* **AIM**
Repeat all of the material exactly as given.
:: RECORDED INFORMATION ::
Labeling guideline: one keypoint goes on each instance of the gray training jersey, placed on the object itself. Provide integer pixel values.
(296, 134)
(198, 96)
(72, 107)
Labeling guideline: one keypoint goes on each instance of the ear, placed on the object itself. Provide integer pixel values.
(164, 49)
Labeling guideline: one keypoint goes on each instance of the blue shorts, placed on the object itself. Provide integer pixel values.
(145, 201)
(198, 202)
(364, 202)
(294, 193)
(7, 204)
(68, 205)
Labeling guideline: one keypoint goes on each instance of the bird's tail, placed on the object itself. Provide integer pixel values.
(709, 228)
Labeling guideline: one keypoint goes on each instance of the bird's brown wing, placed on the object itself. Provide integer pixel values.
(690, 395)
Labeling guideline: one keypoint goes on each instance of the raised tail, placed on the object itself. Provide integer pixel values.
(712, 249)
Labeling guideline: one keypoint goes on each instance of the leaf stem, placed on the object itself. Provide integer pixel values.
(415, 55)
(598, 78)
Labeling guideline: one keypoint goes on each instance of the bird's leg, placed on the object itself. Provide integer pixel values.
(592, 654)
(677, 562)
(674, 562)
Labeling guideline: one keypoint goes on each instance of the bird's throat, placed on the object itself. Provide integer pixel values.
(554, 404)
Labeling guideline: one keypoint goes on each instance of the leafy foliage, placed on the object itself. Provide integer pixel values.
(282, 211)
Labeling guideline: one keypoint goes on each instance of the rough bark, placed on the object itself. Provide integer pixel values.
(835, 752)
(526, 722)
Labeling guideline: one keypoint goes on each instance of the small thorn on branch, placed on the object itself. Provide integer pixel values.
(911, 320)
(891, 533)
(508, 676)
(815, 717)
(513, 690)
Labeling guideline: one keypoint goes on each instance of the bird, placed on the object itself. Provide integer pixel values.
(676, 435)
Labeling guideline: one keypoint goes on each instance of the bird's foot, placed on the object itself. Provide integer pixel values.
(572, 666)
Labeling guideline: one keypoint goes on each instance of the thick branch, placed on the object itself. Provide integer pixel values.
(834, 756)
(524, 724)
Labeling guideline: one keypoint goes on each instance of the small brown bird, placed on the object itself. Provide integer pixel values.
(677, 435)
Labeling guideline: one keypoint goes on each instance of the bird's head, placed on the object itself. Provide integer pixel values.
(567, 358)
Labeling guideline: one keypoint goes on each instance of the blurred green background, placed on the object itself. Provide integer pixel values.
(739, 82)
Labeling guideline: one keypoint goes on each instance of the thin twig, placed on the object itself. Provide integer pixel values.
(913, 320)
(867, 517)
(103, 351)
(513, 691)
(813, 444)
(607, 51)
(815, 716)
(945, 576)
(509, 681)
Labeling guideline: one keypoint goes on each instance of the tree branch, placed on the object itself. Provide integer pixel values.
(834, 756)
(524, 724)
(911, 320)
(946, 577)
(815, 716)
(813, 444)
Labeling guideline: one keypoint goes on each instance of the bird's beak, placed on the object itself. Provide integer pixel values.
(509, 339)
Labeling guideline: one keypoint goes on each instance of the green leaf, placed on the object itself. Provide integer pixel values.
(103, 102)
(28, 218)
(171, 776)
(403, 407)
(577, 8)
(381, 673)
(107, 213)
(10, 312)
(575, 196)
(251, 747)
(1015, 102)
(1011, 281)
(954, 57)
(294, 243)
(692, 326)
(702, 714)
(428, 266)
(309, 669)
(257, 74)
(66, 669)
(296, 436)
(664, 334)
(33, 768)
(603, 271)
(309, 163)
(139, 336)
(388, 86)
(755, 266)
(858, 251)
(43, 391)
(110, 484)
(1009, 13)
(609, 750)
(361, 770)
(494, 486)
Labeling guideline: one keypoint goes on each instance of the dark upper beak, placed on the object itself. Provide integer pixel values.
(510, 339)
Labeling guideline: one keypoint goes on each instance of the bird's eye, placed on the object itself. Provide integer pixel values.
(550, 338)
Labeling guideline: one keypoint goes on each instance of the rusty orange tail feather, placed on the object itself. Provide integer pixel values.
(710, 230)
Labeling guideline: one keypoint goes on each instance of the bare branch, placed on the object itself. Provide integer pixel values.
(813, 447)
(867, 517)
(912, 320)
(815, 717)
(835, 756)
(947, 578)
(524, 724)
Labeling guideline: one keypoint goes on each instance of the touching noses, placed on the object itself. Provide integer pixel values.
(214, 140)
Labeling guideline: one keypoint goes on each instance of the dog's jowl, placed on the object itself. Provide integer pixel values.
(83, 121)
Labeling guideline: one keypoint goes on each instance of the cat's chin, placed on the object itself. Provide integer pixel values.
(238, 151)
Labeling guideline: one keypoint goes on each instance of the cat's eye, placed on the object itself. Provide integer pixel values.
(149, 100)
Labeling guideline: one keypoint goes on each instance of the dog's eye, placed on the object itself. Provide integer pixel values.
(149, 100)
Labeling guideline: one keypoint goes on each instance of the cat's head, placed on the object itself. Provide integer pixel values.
:::
* **RESULT FOR THIS TASK**
Labeling guideline: one keypoint goes on each instance of the gray training jersey, placed on the object itself. Provide integer pixel values.
(296, 134)
(198, 96)
(72, 107)
Labeling guideline: one keypoint goes on each instance of the ear, placed on the object itself. Provide integer pixel values.
(164, 49)
Labeling guideline: one keypoint goes on each instance of the blue shorts, placed on the object itself. Provide integer pixel values.
(145, 201)
(198, 202)
(364, 202)
(294, 193)
(7, 204)
(68, 205)
Labeling guideline: one keypoint goes on each instance of the bird's tail, placed on the object itself. Provide integer pixel values.
(709, 228)
Labeling guideline: one keypoint goes on each instance of the bird's brown wing, placed on the object itself. Provide integer pixel values.
(690, 395)
Labeling guideline: one keypoint goes on each instance of the raised tail, placed on the object itself. Provide integer pixel values.
(712, 249)
Labeling guideline: one keypoint goes on each instance of the leaf stem, placed on the object itself. Provide integer pixel values.
(415, 55)
(598, 78)
Labeling guideline: one keypoint goes on each instance of the bird's leg, placed on the object itself. Provide integer pixel values.
(592, 654)
(677, 562)
(674, 562)
Labeling guideline: one keypoint goes on each instance of the bird's throat, placed on the object itself. Provide integer pixel values.
(554, 404)
Labeling guideline: one keypoint goes on each instance of the leafy foliage, placed on the object itself. Provide integer pixel values.
(282, 211)
Labeling guideline: one keypoint goes on each instance of the rough bark, placed on the object itself. Provide integer pixel values.
(835, 752)
(526, 722)
Labeling guideline: one keypoint goes on each instance of the small thorn on branch, placed on the object itself. Provide integer pixel values.
(911, 320)
(891, 533)
(508, 676)
(815, 717)
(513, 690)
Labeling guideline: one keypoint goes on each instance of the bird, placed on the object itself. Provide integer pixel values.
(676, 435)
Labeling guideline: one keypoint goes on each instance of the bird's foot, placed on the object itself. Provide integer pixel values.
(572, 666)
Labeling guideline: one keypoint goes on each instance of the thick branch, placed on the object itself. Provide integer pixel values.
(834, 756)
(524, 724)
Labeling guideline: one keypoint goes on each instance of the small brown bird, placed on the object itself. Provide integer pixel values.
(677, 435)
Labeling guideline: one keypoint goes on each instance of the bird's head, placed on the object itself. Provide integer pixel values.
(567, 358)
Labeling guideline: one keypoint goes on each instance of the blurred green background, placed on the object itself. Provide integer pixel values.
(739, 82)
Labeling guideline: one keypoint goes on each instance of the thin twig, placed on the object itself. Provide integer pixel values.
(913, 320)
(867, 517)
(103, 351)
(513, 691)
(813, 444)
(607, 51)
(815, 716)
(945, 576)
(509, 681)
Labeling guideline: one keypoint goes on each instance of the tree branch, placed on the object itself. Provide integer pixel values.
(834, 756)
(524, 724)
(911, 320)
(946, 577)
(815, 716)
(813, 444)
Labeling guideline: one keypoint goes on each instance of the bird's beak, placed on the object itself. Provide integer pixel values.
(509, 339)
Labeling guideline: one keypoint goes on each instance of the green leaf, placed on the object itself. Provide integer pixel values.
(103, 102)
(28, 218)
(171, 776)
(403, 407)
(577, 8)
(381, 673)
(107, 213)
(10, 312)
(575, 196)
(251, 747)
(1015, 102)
(1011, 281)
(954, 57)
(294, 243)
(692, 326)
(702, 714)
(428, 266)
(309, 669)
(257, 74)
(66, 669)
(296, 436)
(664, 334)
(33, 768)
(603, 271)
(309, 163)
(139, 336)
(388, 86)
(755, 266)
(858, 251)
(43, 391)
(110, 484)
(1009, 13)
(609, 750)
(361, 770)
(494, 486)
Labeling guideline: one keypoint goes on each instance of the dark upper beak, placed on the object itself. Provide integer pixel values.
(510, 339)
Labeling guideline: one keypoint goes on each instance of the bird's eye, placed on the object itself. Provide integer pixel values.
(550, 338)
Labeling guideline: one keypoint goes on each instance of the rusty orange tail feather, placed on the object itself. Provide integer pixel values.
(710, 230)
Labeling guideline: one keypoint goes on each instance of the bare branch, placed on the object itself. Provide integer pixel values.
(813, 447)
(867, 517)
(912, 320)
(815, 717)
(835, 756)
(947, 578)
(524, 724)
Labeling guideline: one keypoint goes on each instance of the touching noses, placed on the object itself. Provide integer pixel values.
(214, 140)
Labeling guideline: one keypoint goes on each instance of the dog's jowl, placed on the object itself. Provide integer pixel values.
(83, 121)
Labeling guideline: one keypoint goes on each instance of the cat's chin, placed on the object itself. Provide integer pixel values.
(238, 151)
Labeling guideline: one keypoint goes on each instance of the cat's eye, placed on the object itself. Provide integer pixel values.
(149, 100)
Labeling guideline: one keypoint goes on each instance of the dog's eye, placed on the object itself. Provide integer pixel values.
(149, 100)
Labeling guideline: one keypoint goes on each instance of the cat's head, placed on the object itself. Provide integer pixel values.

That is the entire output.